The data below is to be returned in full and exactly.

******************************

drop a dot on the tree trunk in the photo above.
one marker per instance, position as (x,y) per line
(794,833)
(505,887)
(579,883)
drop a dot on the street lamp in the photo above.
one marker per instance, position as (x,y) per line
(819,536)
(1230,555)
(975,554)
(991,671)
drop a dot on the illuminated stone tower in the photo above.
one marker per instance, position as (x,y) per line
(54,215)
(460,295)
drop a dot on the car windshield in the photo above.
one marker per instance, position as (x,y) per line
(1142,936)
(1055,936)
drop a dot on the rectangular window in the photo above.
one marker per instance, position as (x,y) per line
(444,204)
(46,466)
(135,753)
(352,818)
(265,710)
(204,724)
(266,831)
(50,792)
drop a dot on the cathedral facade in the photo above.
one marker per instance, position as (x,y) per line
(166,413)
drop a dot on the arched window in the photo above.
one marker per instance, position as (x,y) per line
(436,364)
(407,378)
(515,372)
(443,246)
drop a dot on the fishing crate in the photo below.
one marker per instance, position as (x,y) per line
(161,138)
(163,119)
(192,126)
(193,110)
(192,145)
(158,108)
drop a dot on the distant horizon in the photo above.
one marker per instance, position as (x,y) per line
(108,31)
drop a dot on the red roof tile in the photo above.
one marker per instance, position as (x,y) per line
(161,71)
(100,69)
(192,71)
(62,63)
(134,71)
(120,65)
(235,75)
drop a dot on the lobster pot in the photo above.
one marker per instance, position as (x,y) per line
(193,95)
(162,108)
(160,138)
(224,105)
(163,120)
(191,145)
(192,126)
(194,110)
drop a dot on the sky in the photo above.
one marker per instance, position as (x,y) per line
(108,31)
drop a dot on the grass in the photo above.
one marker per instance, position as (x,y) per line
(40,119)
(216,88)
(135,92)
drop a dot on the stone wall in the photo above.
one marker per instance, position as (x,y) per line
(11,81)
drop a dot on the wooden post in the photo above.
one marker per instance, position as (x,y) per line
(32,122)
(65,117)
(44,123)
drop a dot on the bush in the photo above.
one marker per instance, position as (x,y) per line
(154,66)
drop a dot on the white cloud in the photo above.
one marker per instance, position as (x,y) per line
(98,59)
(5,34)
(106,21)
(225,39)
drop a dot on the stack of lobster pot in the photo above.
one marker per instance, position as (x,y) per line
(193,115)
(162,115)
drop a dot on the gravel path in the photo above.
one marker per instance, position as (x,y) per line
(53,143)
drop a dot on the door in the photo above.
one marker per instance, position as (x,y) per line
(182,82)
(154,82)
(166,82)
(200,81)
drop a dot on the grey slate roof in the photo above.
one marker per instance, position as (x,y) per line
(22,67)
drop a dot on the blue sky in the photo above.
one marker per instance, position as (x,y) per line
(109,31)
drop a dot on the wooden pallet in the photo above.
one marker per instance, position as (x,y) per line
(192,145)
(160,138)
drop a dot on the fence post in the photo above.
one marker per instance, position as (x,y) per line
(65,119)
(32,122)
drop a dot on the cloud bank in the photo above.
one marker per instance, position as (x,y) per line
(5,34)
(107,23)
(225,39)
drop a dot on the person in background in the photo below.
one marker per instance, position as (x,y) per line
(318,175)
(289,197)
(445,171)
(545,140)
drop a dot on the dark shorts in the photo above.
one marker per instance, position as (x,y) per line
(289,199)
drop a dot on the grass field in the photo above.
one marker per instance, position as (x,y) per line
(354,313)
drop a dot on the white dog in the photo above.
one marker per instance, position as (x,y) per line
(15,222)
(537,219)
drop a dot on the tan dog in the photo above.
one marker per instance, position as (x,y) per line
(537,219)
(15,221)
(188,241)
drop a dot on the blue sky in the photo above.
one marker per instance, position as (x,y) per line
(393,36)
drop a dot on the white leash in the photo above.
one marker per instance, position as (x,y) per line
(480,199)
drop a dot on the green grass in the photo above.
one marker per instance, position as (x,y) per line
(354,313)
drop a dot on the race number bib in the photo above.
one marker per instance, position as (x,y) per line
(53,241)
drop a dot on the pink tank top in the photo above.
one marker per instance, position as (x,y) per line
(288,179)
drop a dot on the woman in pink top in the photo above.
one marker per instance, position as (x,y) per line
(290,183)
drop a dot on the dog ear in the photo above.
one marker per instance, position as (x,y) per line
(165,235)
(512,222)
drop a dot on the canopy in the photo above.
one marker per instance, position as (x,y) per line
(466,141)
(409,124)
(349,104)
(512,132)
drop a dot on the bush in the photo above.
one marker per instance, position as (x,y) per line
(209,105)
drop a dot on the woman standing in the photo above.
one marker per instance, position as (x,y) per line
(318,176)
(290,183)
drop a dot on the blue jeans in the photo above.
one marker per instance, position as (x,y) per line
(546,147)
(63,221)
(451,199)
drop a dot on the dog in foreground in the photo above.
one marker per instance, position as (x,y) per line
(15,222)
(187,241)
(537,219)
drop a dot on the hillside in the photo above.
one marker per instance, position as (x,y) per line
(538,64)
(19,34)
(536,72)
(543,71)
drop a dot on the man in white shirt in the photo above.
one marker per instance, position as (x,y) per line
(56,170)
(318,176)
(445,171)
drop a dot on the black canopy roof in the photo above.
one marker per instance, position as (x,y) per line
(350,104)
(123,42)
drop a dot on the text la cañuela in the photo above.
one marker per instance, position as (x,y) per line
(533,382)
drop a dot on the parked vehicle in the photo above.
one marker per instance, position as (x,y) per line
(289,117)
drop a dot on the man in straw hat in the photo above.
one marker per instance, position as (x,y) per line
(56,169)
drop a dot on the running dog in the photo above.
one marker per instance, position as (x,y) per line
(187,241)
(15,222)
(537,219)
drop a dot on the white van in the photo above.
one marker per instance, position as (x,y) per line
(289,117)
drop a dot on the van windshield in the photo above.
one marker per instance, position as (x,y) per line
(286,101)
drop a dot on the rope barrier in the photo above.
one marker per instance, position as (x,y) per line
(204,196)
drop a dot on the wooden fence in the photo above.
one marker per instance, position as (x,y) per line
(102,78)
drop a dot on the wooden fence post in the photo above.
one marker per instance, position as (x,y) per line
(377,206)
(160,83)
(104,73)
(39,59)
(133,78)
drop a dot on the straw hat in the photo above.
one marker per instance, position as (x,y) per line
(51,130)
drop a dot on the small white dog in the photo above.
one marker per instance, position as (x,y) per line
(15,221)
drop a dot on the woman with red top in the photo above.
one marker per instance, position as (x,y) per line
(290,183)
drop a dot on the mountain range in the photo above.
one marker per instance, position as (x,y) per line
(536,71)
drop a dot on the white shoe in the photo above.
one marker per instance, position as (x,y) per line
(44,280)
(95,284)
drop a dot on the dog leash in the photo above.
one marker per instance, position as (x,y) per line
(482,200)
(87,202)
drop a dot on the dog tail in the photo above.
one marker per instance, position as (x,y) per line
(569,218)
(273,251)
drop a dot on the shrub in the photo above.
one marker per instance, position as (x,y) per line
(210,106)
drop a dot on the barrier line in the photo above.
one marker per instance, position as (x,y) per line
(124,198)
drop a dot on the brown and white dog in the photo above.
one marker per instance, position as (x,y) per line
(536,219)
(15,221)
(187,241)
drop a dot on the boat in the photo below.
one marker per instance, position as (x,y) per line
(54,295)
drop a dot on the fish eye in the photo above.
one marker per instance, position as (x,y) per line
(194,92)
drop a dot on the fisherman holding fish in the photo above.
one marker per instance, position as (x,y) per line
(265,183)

******************************

OUTPUT OF THE TASK
drop a dot on the tree trunk in the photo above.
one marker per instance, position as (x,y) per line
(794,833)
(505,887)
(579,883)
drop a dot on the street lamp in the photo above.
one marker per instance, position as (x,y) per line
(819,536)
(1230,555)
(975,554)
(991,671)
drop a dot on the illuminated stone tower in the photo above.
one marker per instance, position as (x,y) per line
(54,215)
(460,295)
drop a dot on the car windshield in the photo above.
one marker per instance, position as (x,y) per line
(1142,936)
(1055,936)
drop a dot on the rectangular window in the photo above.
one marker per instance, position as (x,y) per line
(444,204)
(46,466)
(135,753)
(352,818)
(265,710)
(204,724)
(266,831)
(50,792)
drop a dot on the cathedral facade in the photo above.
one marker per instance, position as (x,y) per line
(166,413)
drop a dot on the arched window in the photo above.
one marker per instance, position as (x,y) per line
(436,364)
(407,378)
(515,372)
(443,246)
drop a dot on the fishing crate in the photo below.
one marker per instance, position as (x,y) per line
(161,138)
(163,119)
(192,126)
(193,110)
(192,145)
(158,108)
drop a dot on the distant horizon in the photo above.
one marker per instance, position as (x,y) per line
(108,31)
drop a dot on the red roof tile in the photo above.
one marker per instance, position as (x,y) per line
(161,71)
(100,69)
(192,71)
(62,63)
(134,71)
(120,65)
(235,75)
drop a dot on the lobster pot in the photo above.
one marker per instance, position as (x,y) per line
(193,95)
(162,108)
(160,138)
(224,105)
(163,120)
(191,145)
(192,126)
(194,110)
drop a dot on the sky in the photo above.
one marker per instance, position as (x,y) per line
(108,31)
drop a dot on the grass in the photo above.
one marker per instance, position as (x,y) per line
(40,119)
(216,88)
(135,92)
drop a dot on the stone wall in the photo above.
one marker per instance, position as (x,y) per line
(11,81)
drop a dot on the wooden post in the photo above.
one marker per instance, position as (x,y) per line
(32,122)
(65,117)
(44,123)
drop a dot on the bush in the photo above.
one marker per instance, position as (x,y) per line
(154,66)
drop a dot on the white cloud in the photo above.
one marker per instance, position as (x,y) per line
(98,59)
(5,34)
(106,21)
(225,39)
drop a dot on the stack of lobster pot in the photo above.
one marker per instance, position as (x,y) per line
(193,115)
(162,115)
drop a dot on the gravel path in the photo above.
one marker per instance, position as (x,y) per line
(53,143)
drop a dot on the door in the photo above.
one marker per instance, position as (x,y) per line
(182,82)
(154,82)
(166,82)
(200,81)
drop a dot on the grey slate roof in the photo above.
one marker per instance, position as (x,y) per line
(22,67)
drop a dot on the blue sky in the photo above.
one marker per instance, position as (x,y) per line
(109,31)
drop a dot on the wooden pallet in the photo above.
one marker per instance, position as (x,y) per line
(192,145)
(160,138)
drop a dot on the fence post in the photo above.
one marker per instance, position as (x,y) per line
(65,119)
(32,122)
drop a dot on the cloud bank in the photo above.
one marker per instance, position as (x,y) per line
(5,34)
(107,23)
(225,39)
drop a dot on the person in background in the photo below.
one marker per instance, position as (x,y) per line
(318,175)
(289,197)
(445,171)
(545,140)
drop a dot on the dark shorts in the photo above.
one marker per instance, position as (x,y) per line
(289,199)
drop a dot on the grass field in the photo above.
one marker per instance, position as (x,y) per line
(354,313)
drop a dot on the white dog in the photo above.
one marker per instance, position as (x,y) per line
(15,222)
(537,219)
drop a dot on the tan dog in the photo above.
one marker per instance, position as (x,y) per line
(537,219)
(15,221)
(188,241)
drop a dot on the blue sky in the photo above.
one marker per instance, position as (x,y) per line
(393,36)
drop a dot on the white leash in the photo above.
one marker per instance, position as (x,y) per line
(480,199)
drop a dot on the green grass in the photo above.
one marker per instance, position as (x,y) per line
(354,313)
drop a dot on the race number bib in the photo above.
one marker per instance, position as (x,y) per line
(53,241)
drop a dot on the pink tank top in the photo above.
one marker per instance, position as (x,y) per line
(288,179)
drop a dot on the woman in pink top in the photo above.
one marker per instance, position as (x,y) per line
(290,183)
drop a dot on the dog ear in the photo above.
one marker per instance, position as (x,y) per line
(165,235)
(512,222)
drop a dot on the canopy in the photo above.
one marker per instance, position as (x,y) per line
(466,141)
(409,124)
(349,104)
(512,132)
drop a dot on the bush in the photo above.
one marker per instance, position as (x,y) per line
(209,105)
drop a dot on the woman standing in the photo above.
one marker per instance, position as (x,y) per line
(318,176)
(290,183)
drop a dot on the blue jeans in the photo above.
one marker per instance, position as (x,y) per line
(546,147)
(63,221)
(451,199)
drop a dot on the dog in foreground in the photo above.
one marker per instance, position as (x,y) per line
(15,222)
(187,241)
(537,219)
drop a dot on the hillside in the photo above.
one marker per instance, position as (x,y) per line
(538,64)
(19,34)
(536,72)
(543,71)
drop a dot on the man in white shirt in the photo above.
one marker per instance, position as (x,y) per line
(56,170)
(318,176)
(445,171)
drop a dot on the black canopy roof in the photo above.
one marker per instance, position as (x,y) per line
(350,104)
(123,42)
drop a dot on the text la cañuela in the photo above.
one marker per instance, position as (x,y) per line
(533,382)
drop a dot on the parked vehicle in the photo above.
one marker per instance, position as (x,y) per line
(289,117)
drop a dot on the man in straw hat in the photo above.
one marker per instance, position as (x,y) per line
(56,169)
drop a dot on the running dog in the photo above.
one marker per instance, position as (x,y) per line
(187,241)
(15,222)
(537,219)
drop a dot on the white van in the photo above.
one marker per instance, position as (x,y) per line
(289,117)
drop a dot on the van windshield in the photo above.
one marker per instance, position as (x,y) per line
(286,101)
drop a dot on the rope barrier in the photo above.
one marker per instance, position as (x,y) per line
(204,196)
drop a dot on the wooden fence in the photo above.
one marker per instance, position as (x,y) per line
(102,78)
drop a dot on the wooden fence post in the photo above.
one marker per instance, position as (x,y) per line
(377,206)
(160,83)
(104,73)
(39,59)
(133,78)
drop a dot on the straw hat in the photo above.
one marker per instance, position as (x,y) per line
(51,130)
drop a dot on the small white dog in the photo above.
one marker per instance, position as (x,y) per line
(15,221)
drop a dot on the woman with red top in the photo above.
one marker per instance, position as (x,y) per line
(290,183)
drop a dot on the mountain range in the photo above.
one marker per instance, position as (x,y) per line
(536,71)
drop a dot on the white shoe in the photo above.
one marker per instance, position as (x,y) per line
(44,280)
(95,284)
drop a dot on the dog leash in the photo above.
one marker per instance, position as (x,y) per line
(482,200)
(87,202)
drop a dot on the dog tail in the photo above.
one marker per instance, position as (x,y) per line
(569,218)
(273,251)
drop a dot on the shrub in the photo above.
one marker per instance, position as (x,y) per line
(210,106)
drop a dot on the barrier line in the photo above.
one marker per instance, position as (x,y) per line
(124,198)
drop a dot on the brown and white dog in the photo above.
one marker per instance, position as (x,y) per line
(536,219)
(15,221)
(187,241)
drop a dot on the boat in the photo below.
one marker per instance, position as (x,y) per line
(54,295)
drop a dot on the fish eye in the photo above.
one marker per instance, position as (x,y) per line
(194,92)
drop a dot on the fisherman holding fish in the photo above.
one marker per instance, position as (x,y) per line
(265,183)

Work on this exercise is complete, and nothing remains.